Text to read:
(begin)

# 02 3.5 oil leak



## ryan_n_wky (Jul 30, 2017)

I have an 02 with the 3.5. It was my wifes car and now my work car. Ive done a lot of work to it but it has an oil leak that I cannot find. the leak seams to be coming from the top left of the engine. Oil drips onto the altenator, and runs down the ac compressor. I have changed vale covers, oil pan gasket, oil cooler o ring. It has actually caught the altenator on fire once. Ive taken the top cover off and there was a lot of oil on top of the valve covers. its a pretty good size leak. Around 1 1/2 quarts a week. Any ideas?


----------



## smj999smj (Jan 1, 2006)

On top of the valve covers is a pretty odd place to find oil. Any chance the front crank seal is leaking and throwing the oil all over the place? If it's really hard to locate, you have it dye tested.


----------



## rogoman (Dec 16, 2004)

(end)

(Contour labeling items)
(begin)

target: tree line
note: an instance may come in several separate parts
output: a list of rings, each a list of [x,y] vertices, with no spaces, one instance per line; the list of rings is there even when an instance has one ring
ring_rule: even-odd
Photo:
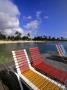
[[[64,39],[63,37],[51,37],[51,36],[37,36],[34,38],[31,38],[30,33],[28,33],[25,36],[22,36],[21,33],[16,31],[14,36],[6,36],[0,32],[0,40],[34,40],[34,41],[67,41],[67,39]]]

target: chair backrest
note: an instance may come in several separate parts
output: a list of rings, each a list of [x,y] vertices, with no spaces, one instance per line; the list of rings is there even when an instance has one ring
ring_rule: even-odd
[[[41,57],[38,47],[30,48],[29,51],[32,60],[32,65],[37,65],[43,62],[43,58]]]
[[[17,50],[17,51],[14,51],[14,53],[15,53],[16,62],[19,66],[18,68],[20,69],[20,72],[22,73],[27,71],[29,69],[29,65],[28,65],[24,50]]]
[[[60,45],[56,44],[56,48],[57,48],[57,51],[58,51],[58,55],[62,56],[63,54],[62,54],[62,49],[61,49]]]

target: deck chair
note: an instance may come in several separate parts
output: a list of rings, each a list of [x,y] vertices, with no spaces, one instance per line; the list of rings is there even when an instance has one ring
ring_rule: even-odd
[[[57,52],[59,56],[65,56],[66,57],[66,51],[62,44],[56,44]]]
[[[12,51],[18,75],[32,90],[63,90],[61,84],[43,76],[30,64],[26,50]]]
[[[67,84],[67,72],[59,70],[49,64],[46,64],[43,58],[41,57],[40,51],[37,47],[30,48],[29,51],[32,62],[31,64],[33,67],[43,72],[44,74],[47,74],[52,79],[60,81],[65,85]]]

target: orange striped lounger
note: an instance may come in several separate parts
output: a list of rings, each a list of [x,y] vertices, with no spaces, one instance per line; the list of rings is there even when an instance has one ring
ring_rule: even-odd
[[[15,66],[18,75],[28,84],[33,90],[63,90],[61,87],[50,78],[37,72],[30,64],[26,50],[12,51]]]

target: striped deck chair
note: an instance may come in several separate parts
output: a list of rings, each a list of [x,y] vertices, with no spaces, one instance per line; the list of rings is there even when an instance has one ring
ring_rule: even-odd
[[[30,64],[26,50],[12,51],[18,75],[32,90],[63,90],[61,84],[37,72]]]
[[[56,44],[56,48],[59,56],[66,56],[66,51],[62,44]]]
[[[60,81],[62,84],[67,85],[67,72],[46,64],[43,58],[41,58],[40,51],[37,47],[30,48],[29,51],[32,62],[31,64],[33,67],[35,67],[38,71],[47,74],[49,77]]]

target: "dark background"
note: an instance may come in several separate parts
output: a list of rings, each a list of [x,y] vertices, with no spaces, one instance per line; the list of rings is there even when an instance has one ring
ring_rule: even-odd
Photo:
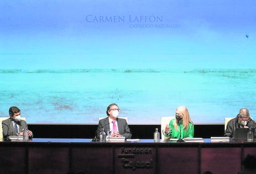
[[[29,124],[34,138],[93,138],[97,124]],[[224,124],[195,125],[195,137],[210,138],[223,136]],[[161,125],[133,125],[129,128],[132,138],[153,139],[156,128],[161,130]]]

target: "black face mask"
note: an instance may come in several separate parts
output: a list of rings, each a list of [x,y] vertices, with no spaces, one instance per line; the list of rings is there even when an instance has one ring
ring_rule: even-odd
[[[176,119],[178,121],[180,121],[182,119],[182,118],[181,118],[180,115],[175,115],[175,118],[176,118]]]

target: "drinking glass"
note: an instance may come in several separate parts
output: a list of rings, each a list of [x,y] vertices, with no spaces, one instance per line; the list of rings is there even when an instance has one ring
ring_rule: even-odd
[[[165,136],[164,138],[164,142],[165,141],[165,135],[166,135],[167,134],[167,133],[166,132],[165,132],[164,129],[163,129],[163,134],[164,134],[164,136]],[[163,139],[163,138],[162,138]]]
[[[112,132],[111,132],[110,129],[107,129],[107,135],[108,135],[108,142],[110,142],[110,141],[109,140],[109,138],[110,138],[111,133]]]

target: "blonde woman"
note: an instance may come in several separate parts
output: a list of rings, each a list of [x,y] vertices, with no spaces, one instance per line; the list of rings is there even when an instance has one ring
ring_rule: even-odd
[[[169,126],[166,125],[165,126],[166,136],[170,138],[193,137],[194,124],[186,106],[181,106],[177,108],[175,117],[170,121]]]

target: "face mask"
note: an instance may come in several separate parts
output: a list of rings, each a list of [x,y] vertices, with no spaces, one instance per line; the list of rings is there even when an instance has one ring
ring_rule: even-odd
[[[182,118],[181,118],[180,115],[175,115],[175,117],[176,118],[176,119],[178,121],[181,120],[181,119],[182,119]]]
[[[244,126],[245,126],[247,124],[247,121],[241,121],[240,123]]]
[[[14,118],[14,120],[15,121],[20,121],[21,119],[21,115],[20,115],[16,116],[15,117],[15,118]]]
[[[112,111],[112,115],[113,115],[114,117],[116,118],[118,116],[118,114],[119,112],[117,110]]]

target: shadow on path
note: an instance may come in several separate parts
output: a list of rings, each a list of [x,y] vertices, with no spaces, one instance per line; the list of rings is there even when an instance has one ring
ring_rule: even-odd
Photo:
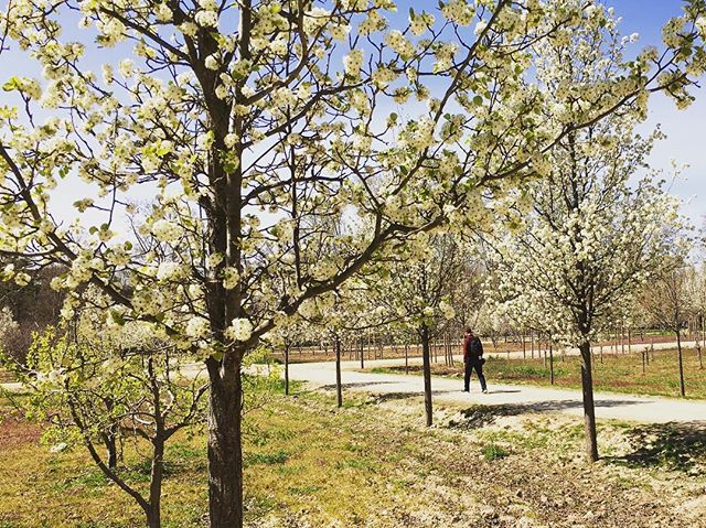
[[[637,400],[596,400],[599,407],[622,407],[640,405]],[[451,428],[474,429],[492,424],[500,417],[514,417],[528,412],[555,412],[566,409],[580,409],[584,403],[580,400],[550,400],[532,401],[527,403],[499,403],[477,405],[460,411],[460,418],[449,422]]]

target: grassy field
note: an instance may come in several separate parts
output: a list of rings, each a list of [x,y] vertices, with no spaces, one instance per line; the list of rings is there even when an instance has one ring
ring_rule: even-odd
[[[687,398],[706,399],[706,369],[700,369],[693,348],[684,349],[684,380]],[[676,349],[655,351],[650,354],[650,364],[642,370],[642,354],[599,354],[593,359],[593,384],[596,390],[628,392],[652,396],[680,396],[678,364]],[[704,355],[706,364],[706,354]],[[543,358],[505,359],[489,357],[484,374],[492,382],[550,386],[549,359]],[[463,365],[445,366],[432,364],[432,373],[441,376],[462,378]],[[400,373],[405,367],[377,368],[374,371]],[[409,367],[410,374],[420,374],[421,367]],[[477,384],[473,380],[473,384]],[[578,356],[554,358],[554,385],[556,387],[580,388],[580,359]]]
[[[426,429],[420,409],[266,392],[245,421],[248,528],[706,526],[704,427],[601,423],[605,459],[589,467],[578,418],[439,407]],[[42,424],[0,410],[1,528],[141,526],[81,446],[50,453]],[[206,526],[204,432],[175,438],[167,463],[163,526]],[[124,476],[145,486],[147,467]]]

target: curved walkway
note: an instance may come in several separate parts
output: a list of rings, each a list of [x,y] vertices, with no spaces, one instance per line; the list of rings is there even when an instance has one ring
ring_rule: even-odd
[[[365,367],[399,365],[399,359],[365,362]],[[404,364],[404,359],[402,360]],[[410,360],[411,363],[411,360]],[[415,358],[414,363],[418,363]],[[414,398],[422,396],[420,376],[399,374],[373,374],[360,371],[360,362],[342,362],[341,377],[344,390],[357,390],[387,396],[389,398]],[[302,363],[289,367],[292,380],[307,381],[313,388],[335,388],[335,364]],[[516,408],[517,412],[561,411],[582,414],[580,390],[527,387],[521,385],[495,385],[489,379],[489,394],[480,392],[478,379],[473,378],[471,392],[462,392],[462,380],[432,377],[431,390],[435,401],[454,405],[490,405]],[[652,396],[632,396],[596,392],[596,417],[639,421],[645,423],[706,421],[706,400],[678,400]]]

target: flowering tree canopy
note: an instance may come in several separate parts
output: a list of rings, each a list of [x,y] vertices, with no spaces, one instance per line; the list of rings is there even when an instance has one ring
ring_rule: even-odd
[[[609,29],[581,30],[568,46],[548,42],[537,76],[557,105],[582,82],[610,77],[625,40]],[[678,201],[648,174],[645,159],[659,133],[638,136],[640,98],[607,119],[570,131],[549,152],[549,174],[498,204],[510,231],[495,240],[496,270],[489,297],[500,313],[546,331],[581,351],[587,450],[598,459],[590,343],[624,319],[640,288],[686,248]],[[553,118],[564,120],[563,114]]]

(end)

What to produce:
According to the oil leak thread, how much oil does the car lose each week?

Answer to the problem:
Around 1 1/2 quarts a week.